#### Selection
-- START --
[BUG] `StringReader.readUnquotedString()` does not support non-ASCII characters
I'm the maintainer of Chimera, a library that allows the Brigadier command framework to be used in Spigot plugins. Recently, a developer opened an interesting issue in which they reported that argument parsing failed when non-ASCII characters were specified.

Looking into the issue, the cause of the argument parsing failing for non-ASCII characters can be traced to:
// StringArgumentType's parse() method
@Override
public String parse(final StringReader reader) throws CommandSyntaxException {
if (type == StringType.GREEDY_PHRASE) {
final String text = reader.getRemaining();
reader.setCursor(reader.getTotalLength());
return text;
} else if (type == StringType.SINGLE_WORD) {
return reader.readUnquotedString(); // <-- calls this
} else {
return reader.readString();
}
}
// StringReader's readUnquotedString() method
public String readUnquotedString() {
final int start = cursor;
while (canRead() && isAllowedInUnquotedString(peek())) { // <-- calls this
skip();
}
return string.substring(start, cursor);
}
// Cause of failure
public static boolean isAllowedInUnquotedString(final char c) {
return c >= '0' && c <= '9'
|| c >= 'A' && c <= 'Z'
|| c >= 'a' && c <= 'z'
|| c == '_' || c == '-'
|| c == '.' || c == '+';
}
This affects StringArgumentType.word(), StringArgumentType.string(), StringReader.readString() and StringReader.readUnquotedString() and any other dependencies on these classes/methods.
-- END --
#### Data listing
-- START --
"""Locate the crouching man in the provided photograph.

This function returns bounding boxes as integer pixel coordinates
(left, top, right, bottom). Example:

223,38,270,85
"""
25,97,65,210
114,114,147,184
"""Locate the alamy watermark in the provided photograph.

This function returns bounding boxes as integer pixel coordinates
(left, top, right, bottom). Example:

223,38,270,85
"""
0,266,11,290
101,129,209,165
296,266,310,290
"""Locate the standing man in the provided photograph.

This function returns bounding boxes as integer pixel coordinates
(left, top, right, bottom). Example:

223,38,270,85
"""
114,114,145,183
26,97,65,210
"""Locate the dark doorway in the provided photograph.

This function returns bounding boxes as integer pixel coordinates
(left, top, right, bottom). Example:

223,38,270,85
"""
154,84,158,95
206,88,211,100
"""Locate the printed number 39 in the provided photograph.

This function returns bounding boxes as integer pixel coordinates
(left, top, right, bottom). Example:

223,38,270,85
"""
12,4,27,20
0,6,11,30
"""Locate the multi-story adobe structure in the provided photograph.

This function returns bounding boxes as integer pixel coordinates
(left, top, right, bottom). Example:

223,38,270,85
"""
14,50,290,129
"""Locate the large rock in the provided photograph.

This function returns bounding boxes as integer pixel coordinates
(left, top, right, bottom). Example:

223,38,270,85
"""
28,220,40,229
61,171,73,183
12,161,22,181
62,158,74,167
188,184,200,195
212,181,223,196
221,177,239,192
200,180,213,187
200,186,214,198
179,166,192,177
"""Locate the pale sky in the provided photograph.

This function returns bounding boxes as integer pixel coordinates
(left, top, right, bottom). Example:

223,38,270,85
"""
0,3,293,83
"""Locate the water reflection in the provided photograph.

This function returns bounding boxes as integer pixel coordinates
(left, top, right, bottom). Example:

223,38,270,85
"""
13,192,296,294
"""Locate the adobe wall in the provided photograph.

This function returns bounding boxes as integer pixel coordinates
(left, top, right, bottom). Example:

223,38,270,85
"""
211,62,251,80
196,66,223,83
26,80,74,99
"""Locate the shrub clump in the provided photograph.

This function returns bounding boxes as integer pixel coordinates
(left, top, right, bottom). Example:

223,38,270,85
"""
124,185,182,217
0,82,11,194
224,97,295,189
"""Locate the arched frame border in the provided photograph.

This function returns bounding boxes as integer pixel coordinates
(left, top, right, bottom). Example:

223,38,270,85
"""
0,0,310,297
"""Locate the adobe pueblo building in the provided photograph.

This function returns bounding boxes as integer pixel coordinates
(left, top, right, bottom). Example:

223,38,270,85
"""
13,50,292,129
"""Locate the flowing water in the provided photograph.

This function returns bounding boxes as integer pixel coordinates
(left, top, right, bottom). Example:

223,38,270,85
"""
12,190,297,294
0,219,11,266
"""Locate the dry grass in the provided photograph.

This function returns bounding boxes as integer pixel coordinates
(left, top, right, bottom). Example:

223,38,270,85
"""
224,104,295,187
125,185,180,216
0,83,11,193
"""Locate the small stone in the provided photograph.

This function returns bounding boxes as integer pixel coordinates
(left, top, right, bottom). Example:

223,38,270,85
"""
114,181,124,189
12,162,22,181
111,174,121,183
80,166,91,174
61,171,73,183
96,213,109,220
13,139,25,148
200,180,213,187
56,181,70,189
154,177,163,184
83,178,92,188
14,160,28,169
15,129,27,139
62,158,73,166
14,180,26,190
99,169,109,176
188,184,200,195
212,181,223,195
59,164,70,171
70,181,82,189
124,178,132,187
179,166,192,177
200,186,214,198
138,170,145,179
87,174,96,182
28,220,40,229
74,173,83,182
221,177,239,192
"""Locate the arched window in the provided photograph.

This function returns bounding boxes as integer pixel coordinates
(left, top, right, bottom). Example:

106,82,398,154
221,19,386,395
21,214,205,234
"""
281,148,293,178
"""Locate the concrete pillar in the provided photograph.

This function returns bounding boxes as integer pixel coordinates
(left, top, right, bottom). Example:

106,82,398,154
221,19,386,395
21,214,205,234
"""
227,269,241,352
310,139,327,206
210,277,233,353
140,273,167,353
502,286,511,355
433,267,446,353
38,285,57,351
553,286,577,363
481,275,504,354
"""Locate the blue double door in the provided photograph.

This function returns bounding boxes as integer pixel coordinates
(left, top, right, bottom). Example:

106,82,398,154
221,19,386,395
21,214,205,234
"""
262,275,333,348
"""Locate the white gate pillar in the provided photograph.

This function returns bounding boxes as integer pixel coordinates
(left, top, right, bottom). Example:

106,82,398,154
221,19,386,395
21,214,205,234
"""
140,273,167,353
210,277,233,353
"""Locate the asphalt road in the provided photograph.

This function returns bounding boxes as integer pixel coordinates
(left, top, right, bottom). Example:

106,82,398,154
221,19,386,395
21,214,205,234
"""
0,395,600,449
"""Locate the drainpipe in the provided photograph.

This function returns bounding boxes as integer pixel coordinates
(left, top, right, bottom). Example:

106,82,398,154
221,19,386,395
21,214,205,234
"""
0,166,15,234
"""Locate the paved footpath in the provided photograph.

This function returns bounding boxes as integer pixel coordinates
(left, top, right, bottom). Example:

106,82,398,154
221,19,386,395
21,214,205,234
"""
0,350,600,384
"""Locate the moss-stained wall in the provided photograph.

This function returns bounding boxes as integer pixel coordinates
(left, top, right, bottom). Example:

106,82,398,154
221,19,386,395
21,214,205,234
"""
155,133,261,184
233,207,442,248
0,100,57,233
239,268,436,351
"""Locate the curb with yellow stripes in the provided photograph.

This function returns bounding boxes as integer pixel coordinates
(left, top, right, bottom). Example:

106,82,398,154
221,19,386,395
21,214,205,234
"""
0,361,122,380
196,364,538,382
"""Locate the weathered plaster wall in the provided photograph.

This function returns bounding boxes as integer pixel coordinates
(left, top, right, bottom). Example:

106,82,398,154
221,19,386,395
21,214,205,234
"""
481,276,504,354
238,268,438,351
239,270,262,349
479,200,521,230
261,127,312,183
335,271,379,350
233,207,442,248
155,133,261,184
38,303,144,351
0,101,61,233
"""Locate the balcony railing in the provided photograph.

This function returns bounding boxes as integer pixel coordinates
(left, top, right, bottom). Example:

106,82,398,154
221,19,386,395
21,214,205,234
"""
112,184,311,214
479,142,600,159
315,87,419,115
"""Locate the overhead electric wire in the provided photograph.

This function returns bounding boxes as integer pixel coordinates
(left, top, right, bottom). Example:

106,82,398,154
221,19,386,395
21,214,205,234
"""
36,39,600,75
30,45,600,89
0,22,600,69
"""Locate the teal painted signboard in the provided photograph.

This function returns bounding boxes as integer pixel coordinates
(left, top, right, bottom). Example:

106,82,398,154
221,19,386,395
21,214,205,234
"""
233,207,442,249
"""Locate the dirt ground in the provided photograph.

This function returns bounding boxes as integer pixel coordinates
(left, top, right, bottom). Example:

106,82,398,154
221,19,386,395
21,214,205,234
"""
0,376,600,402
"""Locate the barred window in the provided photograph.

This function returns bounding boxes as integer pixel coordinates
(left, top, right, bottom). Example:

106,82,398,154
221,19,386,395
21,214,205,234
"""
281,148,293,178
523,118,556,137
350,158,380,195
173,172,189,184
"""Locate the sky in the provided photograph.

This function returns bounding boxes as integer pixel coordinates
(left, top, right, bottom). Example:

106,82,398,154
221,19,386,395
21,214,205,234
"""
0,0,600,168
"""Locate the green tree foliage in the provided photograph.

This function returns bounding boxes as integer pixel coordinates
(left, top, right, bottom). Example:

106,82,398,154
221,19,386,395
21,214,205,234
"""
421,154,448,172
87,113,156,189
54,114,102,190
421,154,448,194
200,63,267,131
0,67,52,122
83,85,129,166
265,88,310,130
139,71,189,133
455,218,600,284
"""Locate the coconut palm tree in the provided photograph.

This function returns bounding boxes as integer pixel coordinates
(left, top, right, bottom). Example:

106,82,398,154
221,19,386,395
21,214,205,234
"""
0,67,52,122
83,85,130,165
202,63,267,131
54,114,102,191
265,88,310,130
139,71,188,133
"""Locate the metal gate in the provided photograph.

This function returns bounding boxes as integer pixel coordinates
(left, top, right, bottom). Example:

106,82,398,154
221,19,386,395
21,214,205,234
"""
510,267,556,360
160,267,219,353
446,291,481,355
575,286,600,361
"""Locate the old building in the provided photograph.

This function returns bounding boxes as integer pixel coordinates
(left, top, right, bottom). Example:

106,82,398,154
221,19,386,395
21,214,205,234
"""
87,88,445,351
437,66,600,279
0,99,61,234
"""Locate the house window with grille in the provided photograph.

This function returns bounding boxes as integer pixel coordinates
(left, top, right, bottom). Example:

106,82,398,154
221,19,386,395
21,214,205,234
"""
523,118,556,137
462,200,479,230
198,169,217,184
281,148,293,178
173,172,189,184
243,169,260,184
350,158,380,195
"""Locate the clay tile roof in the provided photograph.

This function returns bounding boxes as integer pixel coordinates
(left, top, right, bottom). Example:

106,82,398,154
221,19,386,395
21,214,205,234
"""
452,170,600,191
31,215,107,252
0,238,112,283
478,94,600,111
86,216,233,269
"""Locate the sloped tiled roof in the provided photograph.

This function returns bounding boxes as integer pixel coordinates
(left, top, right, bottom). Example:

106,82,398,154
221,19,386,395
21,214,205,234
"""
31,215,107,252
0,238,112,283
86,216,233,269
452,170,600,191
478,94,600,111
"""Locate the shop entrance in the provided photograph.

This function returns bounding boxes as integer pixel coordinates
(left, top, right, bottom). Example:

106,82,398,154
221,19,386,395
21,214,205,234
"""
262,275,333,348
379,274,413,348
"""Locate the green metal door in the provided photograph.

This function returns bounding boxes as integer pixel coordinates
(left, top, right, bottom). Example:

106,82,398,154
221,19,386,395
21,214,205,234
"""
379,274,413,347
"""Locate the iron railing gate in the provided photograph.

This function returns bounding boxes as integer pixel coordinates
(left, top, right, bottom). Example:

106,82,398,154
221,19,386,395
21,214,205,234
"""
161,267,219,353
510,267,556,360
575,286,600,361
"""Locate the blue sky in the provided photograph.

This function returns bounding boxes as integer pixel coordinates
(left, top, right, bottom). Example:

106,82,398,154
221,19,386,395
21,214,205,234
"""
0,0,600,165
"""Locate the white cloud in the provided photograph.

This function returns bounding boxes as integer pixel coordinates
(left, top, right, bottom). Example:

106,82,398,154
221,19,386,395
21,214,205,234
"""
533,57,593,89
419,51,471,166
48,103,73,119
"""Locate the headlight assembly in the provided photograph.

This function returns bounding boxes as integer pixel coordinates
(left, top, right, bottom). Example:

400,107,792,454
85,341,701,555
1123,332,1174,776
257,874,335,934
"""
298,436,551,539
-- END --
#### Set problem 1
Translate into Spanish this sentence from the bug report: "This affects StringArgumentType.word(), StringArgumentType.string(), StringReader.readString() and StringReader.readUnquotedString() and any other dependencies on these classes/methods."
#### Set problem 2
Scale the rows between the line holding "adobe wall in the provided photograph." and the line holding "26,80,74,99", inclusive, and write them out again with the requests included. Multiply every bounding-box coordinate in the answers by 2.2, rounding to whole numbers with halves rounded up, and leave the requests and their sample coordinates unchanged.

#### Solution 1
Esto afecta a StringArgumentType.word(), StringArgumentType.string(), StringReader.readString() y StringReader.readUnquotedString(), y a cualquier otra dependencia de estas clases o métodos.

#### Solution 2
"""Locate the adobe wall in the provided photograph.

This function returns bounding boxes as integer pixel coordinates
(left, top, right, bottom). Example:

223,38,270,85
"""
464,136,552,176
431,145,491,183
57,176,163,218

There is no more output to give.